[WHAT NEEDS TO BE DONE]: Starting at the line that contains "Q: innermost point of each instance of the man's face, in" and continuing through the last of the lines, write those lines out again, requests included, with each pixel coordinate in the answers multiplied by 1.3 and rounded to a whole number, halves rounded up.

Excerpts from a point labeling dataset:
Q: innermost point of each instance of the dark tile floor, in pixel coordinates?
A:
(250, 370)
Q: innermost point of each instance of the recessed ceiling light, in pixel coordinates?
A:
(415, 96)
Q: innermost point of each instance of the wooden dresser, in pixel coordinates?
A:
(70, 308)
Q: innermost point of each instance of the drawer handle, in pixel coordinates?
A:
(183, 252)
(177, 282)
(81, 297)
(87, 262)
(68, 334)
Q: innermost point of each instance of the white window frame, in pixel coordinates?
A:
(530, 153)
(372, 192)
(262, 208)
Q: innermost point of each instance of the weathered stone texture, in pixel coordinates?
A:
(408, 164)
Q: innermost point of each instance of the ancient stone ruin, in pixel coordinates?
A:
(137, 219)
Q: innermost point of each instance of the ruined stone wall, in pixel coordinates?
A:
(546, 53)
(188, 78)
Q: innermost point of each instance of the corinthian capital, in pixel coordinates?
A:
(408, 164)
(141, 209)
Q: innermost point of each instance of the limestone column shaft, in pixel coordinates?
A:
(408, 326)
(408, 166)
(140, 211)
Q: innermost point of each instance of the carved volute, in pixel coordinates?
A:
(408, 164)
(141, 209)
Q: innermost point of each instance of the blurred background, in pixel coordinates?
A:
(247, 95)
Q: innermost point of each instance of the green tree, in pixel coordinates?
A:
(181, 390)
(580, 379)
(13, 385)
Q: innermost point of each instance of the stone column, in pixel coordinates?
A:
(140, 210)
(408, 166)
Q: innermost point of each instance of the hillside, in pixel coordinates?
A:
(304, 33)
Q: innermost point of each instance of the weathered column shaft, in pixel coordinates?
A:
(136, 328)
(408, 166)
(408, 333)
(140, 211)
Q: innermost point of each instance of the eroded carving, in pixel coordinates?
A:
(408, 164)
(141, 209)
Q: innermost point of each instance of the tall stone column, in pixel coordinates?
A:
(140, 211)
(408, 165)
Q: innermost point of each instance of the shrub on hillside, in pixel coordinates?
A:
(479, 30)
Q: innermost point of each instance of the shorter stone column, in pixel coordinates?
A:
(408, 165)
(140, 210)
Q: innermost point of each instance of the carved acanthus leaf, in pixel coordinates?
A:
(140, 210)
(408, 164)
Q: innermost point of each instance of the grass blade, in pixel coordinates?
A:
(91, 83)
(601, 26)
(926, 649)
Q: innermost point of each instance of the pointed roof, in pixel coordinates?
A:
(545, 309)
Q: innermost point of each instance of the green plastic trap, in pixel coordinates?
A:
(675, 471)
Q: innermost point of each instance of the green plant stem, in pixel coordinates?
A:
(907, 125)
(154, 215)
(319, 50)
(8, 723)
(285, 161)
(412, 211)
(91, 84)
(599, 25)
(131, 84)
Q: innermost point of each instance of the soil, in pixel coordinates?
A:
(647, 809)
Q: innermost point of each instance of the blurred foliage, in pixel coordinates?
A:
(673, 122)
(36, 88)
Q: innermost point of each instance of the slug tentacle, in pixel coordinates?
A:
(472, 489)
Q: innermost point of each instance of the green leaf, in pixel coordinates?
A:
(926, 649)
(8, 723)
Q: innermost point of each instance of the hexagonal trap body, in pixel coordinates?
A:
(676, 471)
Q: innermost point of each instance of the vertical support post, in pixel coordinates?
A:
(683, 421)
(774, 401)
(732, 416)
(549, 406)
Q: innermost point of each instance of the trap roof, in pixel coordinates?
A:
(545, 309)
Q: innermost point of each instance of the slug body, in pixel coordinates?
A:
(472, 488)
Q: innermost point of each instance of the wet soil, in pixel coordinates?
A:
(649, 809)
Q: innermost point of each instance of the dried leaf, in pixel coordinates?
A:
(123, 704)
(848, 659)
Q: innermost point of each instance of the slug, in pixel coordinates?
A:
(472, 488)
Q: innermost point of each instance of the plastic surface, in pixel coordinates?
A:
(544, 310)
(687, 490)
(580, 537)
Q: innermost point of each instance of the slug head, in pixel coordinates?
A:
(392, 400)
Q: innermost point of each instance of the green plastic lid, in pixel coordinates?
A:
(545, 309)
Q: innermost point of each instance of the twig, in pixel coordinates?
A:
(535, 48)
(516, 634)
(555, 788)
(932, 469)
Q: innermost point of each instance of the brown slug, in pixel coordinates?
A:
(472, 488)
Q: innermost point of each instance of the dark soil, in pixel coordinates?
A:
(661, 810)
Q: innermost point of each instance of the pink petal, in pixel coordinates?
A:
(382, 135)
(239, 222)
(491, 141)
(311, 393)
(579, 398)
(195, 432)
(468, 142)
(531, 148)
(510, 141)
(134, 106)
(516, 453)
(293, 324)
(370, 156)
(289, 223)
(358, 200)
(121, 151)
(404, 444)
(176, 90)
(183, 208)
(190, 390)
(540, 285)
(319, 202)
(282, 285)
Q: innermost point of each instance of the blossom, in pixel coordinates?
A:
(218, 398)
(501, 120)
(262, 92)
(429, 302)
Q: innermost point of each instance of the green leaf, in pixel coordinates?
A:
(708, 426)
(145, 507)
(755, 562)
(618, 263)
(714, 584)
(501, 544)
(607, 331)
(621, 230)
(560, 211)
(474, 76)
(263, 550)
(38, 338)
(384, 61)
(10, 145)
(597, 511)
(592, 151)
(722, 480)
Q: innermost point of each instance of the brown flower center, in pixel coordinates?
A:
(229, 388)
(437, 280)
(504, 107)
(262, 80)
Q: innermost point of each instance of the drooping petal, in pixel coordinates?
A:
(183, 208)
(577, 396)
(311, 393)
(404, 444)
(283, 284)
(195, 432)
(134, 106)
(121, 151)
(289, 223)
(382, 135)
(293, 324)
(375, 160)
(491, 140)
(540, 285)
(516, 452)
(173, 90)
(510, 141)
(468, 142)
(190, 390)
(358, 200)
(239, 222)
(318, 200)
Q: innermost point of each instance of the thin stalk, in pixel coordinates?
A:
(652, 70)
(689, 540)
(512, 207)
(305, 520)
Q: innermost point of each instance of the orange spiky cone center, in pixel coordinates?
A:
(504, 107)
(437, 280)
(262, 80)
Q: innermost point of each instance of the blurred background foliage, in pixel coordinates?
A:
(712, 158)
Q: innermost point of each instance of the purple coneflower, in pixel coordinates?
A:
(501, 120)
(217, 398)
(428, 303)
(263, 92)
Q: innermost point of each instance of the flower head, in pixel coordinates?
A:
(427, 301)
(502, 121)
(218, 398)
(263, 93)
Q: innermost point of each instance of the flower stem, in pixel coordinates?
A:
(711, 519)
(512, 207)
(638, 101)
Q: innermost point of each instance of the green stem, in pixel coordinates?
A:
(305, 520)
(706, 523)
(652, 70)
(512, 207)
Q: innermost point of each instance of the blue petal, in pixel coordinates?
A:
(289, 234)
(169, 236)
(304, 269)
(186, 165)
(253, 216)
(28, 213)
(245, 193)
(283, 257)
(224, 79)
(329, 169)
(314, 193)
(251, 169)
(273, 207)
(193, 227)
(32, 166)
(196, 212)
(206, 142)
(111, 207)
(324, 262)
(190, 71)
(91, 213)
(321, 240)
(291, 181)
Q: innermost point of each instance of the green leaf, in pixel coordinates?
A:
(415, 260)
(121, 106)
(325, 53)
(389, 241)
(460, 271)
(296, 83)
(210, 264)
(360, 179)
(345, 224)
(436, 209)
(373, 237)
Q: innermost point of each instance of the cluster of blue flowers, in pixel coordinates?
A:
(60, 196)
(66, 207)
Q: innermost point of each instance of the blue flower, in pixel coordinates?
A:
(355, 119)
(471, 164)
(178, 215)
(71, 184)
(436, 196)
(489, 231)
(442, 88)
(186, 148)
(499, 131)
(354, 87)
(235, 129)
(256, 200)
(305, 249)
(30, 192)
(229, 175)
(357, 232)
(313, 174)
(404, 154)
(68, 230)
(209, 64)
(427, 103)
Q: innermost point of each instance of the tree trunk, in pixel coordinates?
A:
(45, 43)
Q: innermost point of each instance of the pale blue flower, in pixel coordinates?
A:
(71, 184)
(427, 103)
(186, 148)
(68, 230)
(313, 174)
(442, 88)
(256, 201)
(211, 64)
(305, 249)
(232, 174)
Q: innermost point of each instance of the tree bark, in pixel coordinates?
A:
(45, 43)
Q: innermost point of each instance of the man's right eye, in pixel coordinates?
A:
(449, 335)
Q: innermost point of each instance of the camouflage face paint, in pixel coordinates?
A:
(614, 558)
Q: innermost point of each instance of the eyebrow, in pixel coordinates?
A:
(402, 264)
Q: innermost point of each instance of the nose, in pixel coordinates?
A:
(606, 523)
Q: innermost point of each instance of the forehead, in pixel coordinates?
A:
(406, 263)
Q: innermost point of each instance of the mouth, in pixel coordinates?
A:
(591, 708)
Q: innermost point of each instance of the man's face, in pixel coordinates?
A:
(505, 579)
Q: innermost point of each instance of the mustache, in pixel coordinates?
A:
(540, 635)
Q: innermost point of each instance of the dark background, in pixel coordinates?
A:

[PROBLEM SOLUTION]:
Q: innermost point of each instance of the man's face, in pixel coordinates?
A:
(657, 753)
Q: innermost point of each instance of the mustache, in pixel coordinates?
A:
(702, 826)
Q: innermost point of each instance of the dark background, in pixel coordinates?
A:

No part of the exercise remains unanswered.